* _Stored data_
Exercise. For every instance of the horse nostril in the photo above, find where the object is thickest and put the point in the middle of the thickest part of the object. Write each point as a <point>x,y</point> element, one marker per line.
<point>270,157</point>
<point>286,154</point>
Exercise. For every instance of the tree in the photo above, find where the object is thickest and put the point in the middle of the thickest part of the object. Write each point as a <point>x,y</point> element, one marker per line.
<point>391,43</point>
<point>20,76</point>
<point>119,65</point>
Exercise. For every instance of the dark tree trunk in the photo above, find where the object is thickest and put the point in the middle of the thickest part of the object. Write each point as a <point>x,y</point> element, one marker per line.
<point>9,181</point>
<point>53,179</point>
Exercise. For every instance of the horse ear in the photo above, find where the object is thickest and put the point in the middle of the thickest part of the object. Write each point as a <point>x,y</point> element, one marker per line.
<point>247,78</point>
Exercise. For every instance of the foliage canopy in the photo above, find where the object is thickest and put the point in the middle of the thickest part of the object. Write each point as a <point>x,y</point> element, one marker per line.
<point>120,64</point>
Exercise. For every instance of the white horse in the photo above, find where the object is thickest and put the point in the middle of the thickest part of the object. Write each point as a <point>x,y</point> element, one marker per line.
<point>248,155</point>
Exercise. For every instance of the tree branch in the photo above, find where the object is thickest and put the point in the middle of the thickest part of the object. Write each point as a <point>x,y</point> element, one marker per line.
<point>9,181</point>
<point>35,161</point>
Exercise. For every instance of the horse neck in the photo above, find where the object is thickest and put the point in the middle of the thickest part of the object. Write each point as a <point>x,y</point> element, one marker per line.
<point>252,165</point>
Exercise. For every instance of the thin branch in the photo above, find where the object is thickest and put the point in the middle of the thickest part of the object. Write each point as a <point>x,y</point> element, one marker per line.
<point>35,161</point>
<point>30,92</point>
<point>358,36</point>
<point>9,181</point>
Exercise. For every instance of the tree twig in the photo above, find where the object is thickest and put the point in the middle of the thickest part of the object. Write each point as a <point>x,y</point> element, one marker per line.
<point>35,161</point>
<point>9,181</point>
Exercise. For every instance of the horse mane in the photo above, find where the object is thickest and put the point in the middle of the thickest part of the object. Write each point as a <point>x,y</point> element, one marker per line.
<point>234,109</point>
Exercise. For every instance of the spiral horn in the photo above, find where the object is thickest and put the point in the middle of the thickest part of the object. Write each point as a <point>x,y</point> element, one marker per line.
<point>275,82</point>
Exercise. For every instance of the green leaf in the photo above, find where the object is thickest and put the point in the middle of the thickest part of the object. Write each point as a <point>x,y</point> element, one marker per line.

* _Objective_
Rewrite the lines from the first one through the line containing "<point>53,179</point>", putting "horse muzzle" in place of "horse nostril" and changing nothing else.

* _Completed exercise_
Exercise. For every instance of the horse muzzle in the photo above, find where the object is thickest and put the point in the middle of the thickest part of the object. Write each point as a <point>x,y</point> element, one marker per line.
<point>270,157</point>
<point>286,154</point>
Exercise. For every instance of the tree in the photo above, find where the object is thickest and put the point in the middle of the thickest part of the object. Write each point as a <point>x,y</point> element, one marker per line.
<point>391,43</point>
<point>20,76</point>
<point>119,65</point>
Exercise. For every instance of the dark tree trunk in the photo above, find where the object is thickest and put the point in the middle of the thickest part of the object. Write each point as a <point>x,y</point> element, one marker per line.
<point>9,181</point>
<point>53,179</point>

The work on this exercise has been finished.